### Passage
A walk with fastai2 - Tabular - Study Group and Online Lectures Megathread

Hi,
I’ve a doubt in assigning cat_names and cont_names.
If a column contains int values(1 to 150) should it be under categorical or continuous names?
Also when I set such a column as dependent variable, by default it is being converted to float. How do I change it back to int?

Thanks,

That’s up to the data and the practitioner. Does it have some representation of order? Do those numbers cooralate to categories? What I mean is I could represent the numbers in a deck as 1-13, but as each have suits and numbers I could also fit them into categories because of the fact each number represents something and 4 of the cards in a deck will fall into that particular category.

Try setting the y_block explicitly to CategoryBlock. Could be picking up the numbers and assuming regression

1 Like

Hi, Thanks for the reply.

It is actually number of deaths. So it doesn’t represent a category or order. But if i put it in cont_var, they are converted into float and number of deaths should be in int.

"

y_var is the number of cases, so it should actually be a regression right?

I wouldn’t worry about that too much personally. As you’re feeding it perfect ints each time it’ll learn to that.

Yes.

1 Like

Yeah it should but it got worse. This is the df i used to train the model.

And the predictions doesn’t look like a prediction, just some random values with 0% accuracy.
222

Does that mean the data is not enough to correlate or there is no correlation between the values in the dataframe? (Although the data size was just 28 rows)

Is tabular model the right approach to deal with this or creating a best fit line model like jeremy did in SGD lesson (part-1) would be better?

Thanks,

Sorry that I did not check on the forum these days. I believe Zachary has wonderfully answered your question.

1 Like

After learning about Embedding used for Tabular data. I stumbled upon ULMFit, will it be covered in NLP online lectures megathread?

Yes, we will be covering language models next block.

Hii @zdw2126062 yeah he did clear my doubts.
Also, I’m little confused about which approach to use.
The problem is there is not enough data, i.e. only 30 rows and hence can’t use a deep learning approach i guess. I tried with XGBoost also and it didn’t seem to learn anything.
So what is the best approach for this kind of problem?

Thanks,

I have a situation where I am trying to retrain a model on new data. However, it is possible that the new data might have a category that was not in the original model. Say I was modeling store sales overtime and I don’t have the ability to retrain the model on the entire data set and I want to train on a new time period with the old weights and old embeddings. I realize that retraining on a new data set is likely to lead to catastrophic forgetting.

I have tested different time periods in the model and it seems the embeddings for the model are created when you create the learner. I am using fastai2 and I have successfully changed the learn.dls to a new dataloader that was processed with the first tabularpandas and then fit the model again with the new dataset. However, even though the model trains, the embeddings of the model don’t increase the number of classes for later occurring categorical variables.

### Input records
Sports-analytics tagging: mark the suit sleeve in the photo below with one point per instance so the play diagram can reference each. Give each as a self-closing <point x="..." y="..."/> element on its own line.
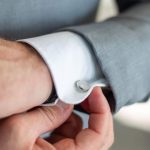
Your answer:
<point x="122" y="48"/>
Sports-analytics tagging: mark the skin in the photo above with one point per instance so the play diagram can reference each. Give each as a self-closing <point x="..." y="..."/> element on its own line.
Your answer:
<point x="25" y="81"/>
<point x="22" y="131"/>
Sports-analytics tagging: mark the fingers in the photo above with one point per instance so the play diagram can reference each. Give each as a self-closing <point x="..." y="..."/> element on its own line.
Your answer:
<point x="68" y="130"/>
<point x="26" y="127"/>
<point x="100" y="117"/>
<point x="109" y="138"/>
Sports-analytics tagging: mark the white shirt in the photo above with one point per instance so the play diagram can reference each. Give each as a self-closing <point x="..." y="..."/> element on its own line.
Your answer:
<point x="73" y="67"/>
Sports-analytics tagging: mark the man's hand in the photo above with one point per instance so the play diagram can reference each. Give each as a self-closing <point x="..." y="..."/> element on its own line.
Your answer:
<point x="25" y="80"/>
<point x="21" y="132"/>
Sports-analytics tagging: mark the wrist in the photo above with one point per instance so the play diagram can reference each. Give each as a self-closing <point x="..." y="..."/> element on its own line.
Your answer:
<point x="25" y="81"/>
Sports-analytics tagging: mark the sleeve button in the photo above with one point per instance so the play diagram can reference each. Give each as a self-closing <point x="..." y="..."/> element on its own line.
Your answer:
<point x="82" y="85"/>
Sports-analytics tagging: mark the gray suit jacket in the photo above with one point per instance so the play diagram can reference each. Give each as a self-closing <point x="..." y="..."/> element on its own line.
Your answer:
<point x="121" y="44"/>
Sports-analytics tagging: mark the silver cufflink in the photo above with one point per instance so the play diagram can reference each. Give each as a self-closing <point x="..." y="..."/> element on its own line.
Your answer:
<point x="82" y="85"/>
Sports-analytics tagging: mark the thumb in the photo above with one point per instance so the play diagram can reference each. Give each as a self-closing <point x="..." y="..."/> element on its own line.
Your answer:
<point x="30" y="125"/>
<point x="44" y="119"/>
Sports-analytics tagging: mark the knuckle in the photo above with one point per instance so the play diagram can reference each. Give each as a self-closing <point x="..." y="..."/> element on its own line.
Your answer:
<point x="15" y="125"/>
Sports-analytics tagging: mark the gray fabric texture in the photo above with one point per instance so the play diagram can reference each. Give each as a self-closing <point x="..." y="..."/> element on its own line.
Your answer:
<point x="121" y="44"/>
<point x="122" y="47"/>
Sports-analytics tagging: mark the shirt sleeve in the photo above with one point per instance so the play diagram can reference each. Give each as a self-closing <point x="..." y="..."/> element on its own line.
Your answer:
<point x="73" y="66"/>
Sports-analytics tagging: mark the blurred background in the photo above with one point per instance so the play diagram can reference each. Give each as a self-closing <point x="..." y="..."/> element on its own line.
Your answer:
<point x="132" y="123"/>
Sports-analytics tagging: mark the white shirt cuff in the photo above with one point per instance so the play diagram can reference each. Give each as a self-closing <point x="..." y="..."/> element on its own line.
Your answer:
<point x="73" y="66"/>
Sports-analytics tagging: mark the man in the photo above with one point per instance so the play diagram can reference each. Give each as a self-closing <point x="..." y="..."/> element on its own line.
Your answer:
<point x="77" y="58"/>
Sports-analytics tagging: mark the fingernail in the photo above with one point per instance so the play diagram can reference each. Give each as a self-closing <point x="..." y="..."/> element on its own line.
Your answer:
<point x="62" y="105"/>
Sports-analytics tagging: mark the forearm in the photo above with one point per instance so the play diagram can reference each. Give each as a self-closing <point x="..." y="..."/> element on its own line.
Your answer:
<point x="25" y="81"/>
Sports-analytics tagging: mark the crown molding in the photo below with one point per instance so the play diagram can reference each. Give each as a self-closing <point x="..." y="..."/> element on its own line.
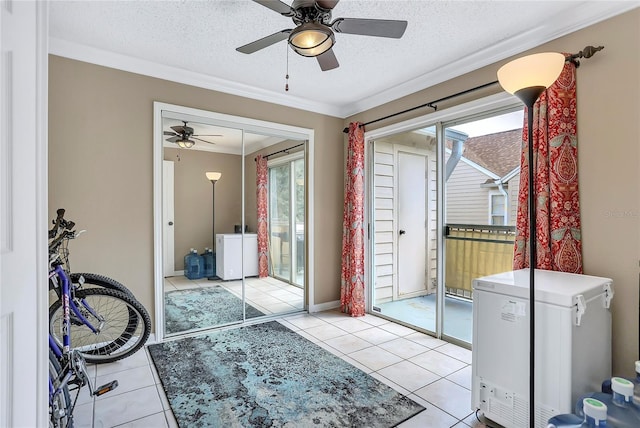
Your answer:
<point x="80" y="52"/>
<point x="589" y="13"/>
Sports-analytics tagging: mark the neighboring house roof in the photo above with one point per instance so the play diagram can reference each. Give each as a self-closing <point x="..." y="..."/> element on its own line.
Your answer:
<point x="498" y="153"/>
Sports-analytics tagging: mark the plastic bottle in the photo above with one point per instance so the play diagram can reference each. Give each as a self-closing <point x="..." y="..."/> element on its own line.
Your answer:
<point x="622" y="412"/>
<point x="207" y="256"/>
<point x="194" y="265"/>
<point x="606" y="385"/>
<point x="595" y="416"/>
<point x="187" y="260"/>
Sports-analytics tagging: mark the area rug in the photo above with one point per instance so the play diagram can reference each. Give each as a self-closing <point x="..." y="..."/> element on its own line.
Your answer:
<point x="203" y="307"/>
<point x="266" y="375"/>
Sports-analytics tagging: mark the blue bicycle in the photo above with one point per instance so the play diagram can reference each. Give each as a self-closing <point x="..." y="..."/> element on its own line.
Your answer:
<point x="67" y="367"/>
<point x="106" y="322"/>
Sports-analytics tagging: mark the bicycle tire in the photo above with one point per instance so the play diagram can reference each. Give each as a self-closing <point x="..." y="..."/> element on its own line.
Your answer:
<point x="126" y="328"/>
<point x="94" y="279"/>
<point x="61" y="402"/>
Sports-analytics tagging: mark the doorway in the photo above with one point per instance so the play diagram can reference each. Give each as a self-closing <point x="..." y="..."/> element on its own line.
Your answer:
<point x="441" y="210"/>
<point x="286" y="218"/>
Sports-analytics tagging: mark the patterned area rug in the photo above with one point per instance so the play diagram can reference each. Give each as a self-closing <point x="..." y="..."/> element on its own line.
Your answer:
<point x="203" y="307"/>
<point x="265" y="375"/>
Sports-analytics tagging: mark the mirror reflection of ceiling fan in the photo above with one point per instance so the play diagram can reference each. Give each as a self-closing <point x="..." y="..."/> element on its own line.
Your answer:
<point x="183" y="136"/>
<point x="314" y="36"/>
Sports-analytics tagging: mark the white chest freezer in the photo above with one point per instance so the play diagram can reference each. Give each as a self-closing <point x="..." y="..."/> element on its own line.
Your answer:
<point x="232" y="256"/>
<point x="572" y="343"/>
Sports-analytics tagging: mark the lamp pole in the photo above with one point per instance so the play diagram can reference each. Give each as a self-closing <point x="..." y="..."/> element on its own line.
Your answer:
<point x="527" y="78"/>
<point x="213" y="177"/>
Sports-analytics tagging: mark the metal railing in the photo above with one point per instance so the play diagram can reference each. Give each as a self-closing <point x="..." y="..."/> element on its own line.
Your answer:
<point x="475" y="250"/>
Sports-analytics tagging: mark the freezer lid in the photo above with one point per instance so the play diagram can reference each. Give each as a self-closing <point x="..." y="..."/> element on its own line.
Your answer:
<point x="558" y="288"/>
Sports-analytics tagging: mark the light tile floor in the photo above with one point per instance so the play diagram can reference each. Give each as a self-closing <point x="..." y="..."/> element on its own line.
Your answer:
<point x="432" y="372"/>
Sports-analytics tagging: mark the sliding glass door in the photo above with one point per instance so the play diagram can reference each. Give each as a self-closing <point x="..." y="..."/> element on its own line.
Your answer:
<point x="442" y="213"/>
<point x="286" y="218"/>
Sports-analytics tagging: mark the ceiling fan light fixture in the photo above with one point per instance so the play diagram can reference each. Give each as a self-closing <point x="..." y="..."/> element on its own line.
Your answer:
<point x="311" y="39"/>
<point x="185" y="144"/>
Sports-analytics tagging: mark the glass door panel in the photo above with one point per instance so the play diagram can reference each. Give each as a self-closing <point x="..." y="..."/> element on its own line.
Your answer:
<point x="287" y="219"/>
<point x="482" y="160"/>
<point x="299" y="210"/>
<point x="279" y="220"/>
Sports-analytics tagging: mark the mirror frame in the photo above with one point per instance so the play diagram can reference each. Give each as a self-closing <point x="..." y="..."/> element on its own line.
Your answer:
<point x="246" y="125"/>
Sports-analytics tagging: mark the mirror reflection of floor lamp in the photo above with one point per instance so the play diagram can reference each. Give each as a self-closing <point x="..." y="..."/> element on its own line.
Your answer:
<point x="527" y="78"/>
<point x="213" y="177"/>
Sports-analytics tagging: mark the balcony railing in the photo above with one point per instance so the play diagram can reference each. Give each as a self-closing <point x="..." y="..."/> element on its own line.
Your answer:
<point x="475" y="250"/>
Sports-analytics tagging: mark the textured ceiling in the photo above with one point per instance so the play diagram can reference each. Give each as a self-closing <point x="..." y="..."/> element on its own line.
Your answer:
<point x="194" y="42"/>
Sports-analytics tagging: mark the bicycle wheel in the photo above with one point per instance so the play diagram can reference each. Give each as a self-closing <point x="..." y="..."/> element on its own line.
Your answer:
<point x="124" y="325"/>
<point x="60" y="404"/>
<point x="94" y="279"/>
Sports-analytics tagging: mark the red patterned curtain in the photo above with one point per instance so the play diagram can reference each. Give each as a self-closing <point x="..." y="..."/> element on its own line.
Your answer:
<point x="262" y="192"/>
<point x="352" y="282"/>
<point x="555" y="163"/>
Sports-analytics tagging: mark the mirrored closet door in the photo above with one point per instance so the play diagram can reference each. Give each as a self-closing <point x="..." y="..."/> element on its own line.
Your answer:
<point x="230" y="219"/>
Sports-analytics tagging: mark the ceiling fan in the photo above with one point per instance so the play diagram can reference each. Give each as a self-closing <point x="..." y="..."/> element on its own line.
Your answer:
<point x="182" y="135"/>
<point x="314" y="36"/>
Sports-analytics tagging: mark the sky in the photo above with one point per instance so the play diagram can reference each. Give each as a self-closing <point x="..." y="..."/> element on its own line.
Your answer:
<point x="505" y="122"/>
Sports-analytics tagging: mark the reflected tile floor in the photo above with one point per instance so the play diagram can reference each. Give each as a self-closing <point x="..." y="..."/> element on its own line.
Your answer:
<point x="432" y="372"/>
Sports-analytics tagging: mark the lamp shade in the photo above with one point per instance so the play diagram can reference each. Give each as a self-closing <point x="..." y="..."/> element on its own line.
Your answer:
<point x="311" y="39"/>
<point x="537" y="70"/>
<point x="214" y="176"/>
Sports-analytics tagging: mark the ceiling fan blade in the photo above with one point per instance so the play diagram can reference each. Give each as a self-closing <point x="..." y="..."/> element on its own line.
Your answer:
<point x="204" y="141"/>
<point x="328" y="60"/>
<point x="327" y="4"/>
<point x="370" y="27"/>
<point x="264" y="42"/>
<point x="277" y="6"/>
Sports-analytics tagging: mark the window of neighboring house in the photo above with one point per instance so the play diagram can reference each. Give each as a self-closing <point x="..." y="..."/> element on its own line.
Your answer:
<point x="497" y="211"/>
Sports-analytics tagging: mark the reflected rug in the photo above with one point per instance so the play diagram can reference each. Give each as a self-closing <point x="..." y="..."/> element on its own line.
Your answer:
<point x="203" y="307"/>
<point x="266" y="375"/>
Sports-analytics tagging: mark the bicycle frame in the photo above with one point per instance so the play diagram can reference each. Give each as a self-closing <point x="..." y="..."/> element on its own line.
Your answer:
<point x="69" y="304"/>
<point x="73" y="368"/>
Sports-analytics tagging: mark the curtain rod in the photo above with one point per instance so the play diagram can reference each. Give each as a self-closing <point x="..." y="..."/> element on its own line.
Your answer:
<point x="587" y="52"/>
<point x="279" y="151"/>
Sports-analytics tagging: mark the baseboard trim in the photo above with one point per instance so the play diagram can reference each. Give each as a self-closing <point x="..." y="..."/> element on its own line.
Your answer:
<point x="324" y="306"/>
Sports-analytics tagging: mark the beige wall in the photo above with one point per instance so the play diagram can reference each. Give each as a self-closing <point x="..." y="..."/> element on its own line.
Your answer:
<point x="192" y="198"/>
<point x="100" y="168"/>
<point x="100" y="160"/>
<point x="609" y="159"/>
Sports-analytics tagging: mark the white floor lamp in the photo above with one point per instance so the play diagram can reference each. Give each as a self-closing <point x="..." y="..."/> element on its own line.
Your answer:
<point x="213" y="177"/>
<point x="527" y="78"/>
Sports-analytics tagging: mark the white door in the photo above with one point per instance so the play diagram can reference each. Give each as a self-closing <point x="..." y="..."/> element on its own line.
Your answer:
<point x="168" y="255"/>
<point x="23" y="214"/>
<point x="411" y="231"/>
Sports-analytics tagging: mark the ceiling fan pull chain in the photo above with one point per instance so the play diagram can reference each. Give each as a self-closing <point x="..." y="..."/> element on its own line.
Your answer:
<point x="286" y="86"/>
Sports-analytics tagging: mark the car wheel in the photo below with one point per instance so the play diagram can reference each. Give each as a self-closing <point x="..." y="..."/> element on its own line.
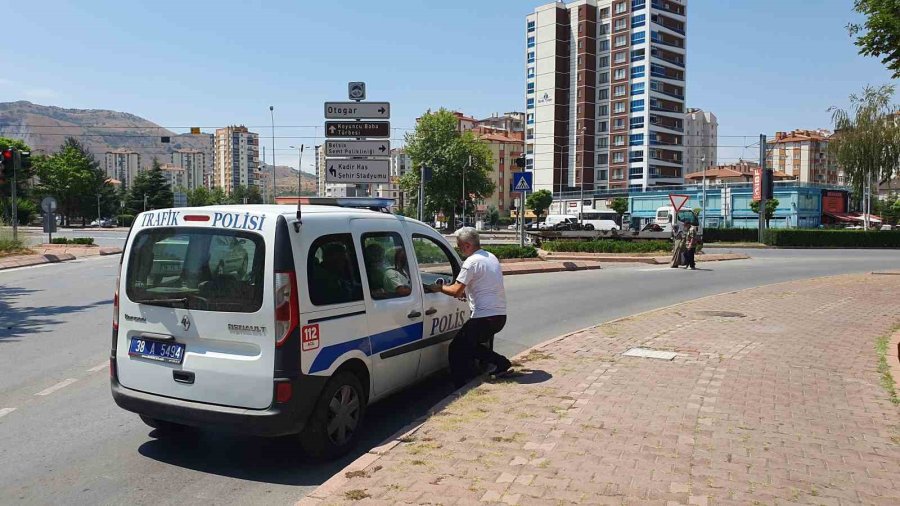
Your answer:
<point x="336" y="422"/>
<point x="163" y="426"/>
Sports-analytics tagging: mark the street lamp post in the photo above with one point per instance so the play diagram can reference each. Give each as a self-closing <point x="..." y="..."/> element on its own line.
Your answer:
<point x="272" y="112"/>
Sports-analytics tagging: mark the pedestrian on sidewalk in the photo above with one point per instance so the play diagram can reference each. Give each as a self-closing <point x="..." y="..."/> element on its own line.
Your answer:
<point x="481" y="280"/>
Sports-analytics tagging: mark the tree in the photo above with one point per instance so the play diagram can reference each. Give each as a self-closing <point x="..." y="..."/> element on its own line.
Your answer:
<point x="149" y="186"/>
<point x="880" y="35"/>
<point x="437" y="143"/>
<point x="620" y="206"/>
<point x="866" y="143"/>
<point x="539" y="202"/>
<point x="74" y="177"/>
<point x="771" y="205"/>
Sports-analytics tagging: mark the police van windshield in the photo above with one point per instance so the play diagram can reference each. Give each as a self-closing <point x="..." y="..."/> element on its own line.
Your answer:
<point x="213" y="270"/>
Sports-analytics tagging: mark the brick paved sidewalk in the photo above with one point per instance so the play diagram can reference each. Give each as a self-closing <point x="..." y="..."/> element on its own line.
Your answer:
<point x="774" y="397"/>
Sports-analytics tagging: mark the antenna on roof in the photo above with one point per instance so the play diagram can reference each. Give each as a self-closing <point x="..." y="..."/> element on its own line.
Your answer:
<point x="299" y="185"/>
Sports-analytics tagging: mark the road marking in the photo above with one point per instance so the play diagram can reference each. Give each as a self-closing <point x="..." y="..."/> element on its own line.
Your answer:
<point x="100" y="367"/>
<point x="61" y="384"/>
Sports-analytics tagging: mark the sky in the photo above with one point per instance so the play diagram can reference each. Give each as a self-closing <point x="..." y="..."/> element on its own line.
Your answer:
<point x="760" y="66"/>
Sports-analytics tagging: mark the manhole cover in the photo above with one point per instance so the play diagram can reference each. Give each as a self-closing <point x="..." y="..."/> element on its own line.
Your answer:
<point x="722" y="314"/>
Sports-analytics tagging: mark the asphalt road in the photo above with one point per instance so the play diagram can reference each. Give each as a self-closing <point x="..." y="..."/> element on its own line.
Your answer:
<point x="63" y="440"/>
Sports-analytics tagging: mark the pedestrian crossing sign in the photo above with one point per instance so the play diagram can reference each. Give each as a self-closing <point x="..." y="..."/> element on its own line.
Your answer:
<point x="521" y="182"/>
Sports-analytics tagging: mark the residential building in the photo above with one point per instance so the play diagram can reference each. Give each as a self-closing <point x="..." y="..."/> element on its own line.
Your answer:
<point x="123" y="165"/>
<point x="236" y="158"/>
<point x="605" y="90"/>
<point x="803" y="155"/>
<point x="701" y="140"/>
<point x="195" y="163"/>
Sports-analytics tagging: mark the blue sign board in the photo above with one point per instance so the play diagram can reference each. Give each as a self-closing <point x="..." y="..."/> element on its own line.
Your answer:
<point x="521" y="182"/>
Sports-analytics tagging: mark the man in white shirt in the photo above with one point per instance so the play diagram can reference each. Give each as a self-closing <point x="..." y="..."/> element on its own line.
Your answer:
<point x="481" y="280"/>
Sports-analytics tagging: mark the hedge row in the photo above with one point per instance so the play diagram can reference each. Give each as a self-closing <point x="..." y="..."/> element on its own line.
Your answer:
<point x="607" y="246"/>
<point x="86" y="241"/>
<point x="730" y="235"/>
<point x="832" y="238"/>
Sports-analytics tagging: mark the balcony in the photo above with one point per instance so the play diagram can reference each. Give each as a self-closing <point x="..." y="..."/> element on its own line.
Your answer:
<point x="668" y="56"/>
<point x="667" y="40"/>
<point x="672" y="7"/>
<point x="669" y="23"/>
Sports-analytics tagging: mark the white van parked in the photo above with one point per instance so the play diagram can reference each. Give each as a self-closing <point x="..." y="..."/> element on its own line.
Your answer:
<point x="259" y="320"/>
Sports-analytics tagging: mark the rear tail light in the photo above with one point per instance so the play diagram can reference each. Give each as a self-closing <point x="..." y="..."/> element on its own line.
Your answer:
<point x="287" y="311"/>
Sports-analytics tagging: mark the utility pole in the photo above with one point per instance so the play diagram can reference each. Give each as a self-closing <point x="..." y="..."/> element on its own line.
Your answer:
<point x="762" y="182"/>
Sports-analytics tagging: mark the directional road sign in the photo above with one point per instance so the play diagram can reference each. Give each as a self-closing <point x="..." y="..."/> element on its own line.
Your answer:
<point x="357" y="148"/>
<point x="373" y="129"/>
<point x="357" y="171"/>
<point x="521" y="182"/>
<point x="357" y="110"/>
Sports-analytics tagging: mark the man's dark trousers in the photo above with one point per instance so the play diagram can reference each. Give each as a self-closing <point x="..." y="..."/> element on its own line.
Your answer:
<point x="468" y="346"/>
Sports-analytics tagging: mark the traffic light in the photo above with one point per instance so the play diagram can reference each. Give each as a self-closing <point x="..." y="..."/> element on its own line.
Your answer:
<point x="769" y="184"/>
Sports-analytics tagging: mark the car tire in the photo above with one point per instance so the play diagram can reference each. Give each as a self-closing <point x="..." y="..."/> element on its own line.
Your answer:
<point x="341" y="406"/>
<point x="163" y="426"/>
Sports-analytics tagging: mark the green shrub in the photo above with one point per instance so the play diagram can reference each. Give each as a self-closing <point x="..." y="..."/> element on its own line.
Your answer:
<point x="831" y="238"/>
<point x="730" y="235"/>
<point x="607" y="246"/>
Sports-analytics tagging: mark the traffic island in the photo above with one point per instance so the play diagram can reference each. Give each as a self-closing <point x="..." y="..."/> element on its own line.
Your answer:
<point x="766" y="395"/>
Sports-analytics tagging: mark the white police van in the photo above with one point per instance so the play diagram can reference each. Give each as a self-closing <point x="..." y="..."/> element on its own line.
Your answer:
<point x="263" y="321"/>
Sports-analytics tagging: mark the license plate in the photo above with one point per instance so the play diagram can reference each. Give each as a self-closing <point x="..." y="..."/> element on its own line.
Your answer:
<point x="156" y="350"/>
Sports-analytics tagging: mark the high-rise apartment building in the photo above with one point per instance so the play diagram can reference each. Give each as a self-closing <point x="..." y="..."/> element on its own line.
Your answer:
<point x="701" y="140"/>
<point x="605" y="90"/>
<point x="237" y="158"/>
<point x="123" y="165"/>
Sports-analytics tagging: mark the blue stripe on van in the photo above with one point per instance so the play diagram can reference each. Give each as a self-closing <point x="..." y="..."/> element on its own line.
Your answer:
<point x="375" y="343"/>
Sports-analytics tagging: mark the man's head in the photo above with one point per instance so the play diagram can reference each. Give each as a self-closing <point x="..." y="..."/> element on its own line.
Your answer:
<point x="467" y="240"/>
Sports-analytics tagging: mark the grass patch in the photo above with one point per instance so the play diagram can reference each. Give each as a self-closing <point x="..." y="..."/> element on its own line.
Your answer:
<point x="887" y="379"/>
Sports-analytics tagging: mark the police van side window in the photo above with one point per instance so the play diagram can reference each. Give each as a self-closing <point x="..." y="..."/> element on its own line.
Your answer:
<point x="434" y="260"/>
<point x="387" y="268"/>
<point x="333" y="271"/>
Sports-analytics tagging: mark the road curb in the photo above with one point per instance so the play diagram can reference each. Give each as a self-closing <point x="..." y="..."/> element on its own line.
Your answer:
<point x="317" y="496"/>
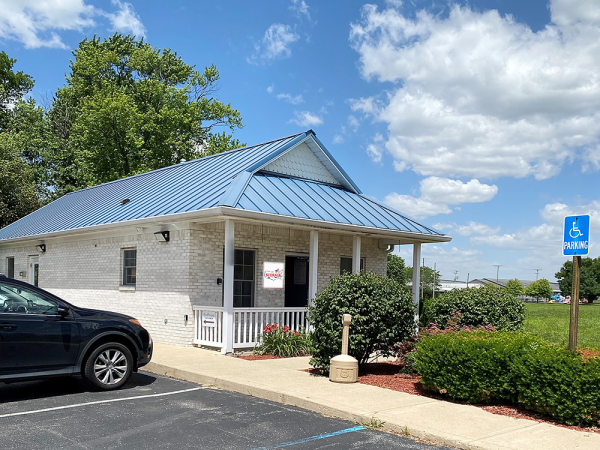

### Requirements
1. List every identifier in the fastai2 tabular thread that contains an underscore.
2. Count the lines of the entries that contain the word "shrub". Give only the number.
The fastai2 tabular thread and the entries have no connection to each other.

### Answer set
1. cat_names, cont_names, y_block, cont_var, y_var

2. 1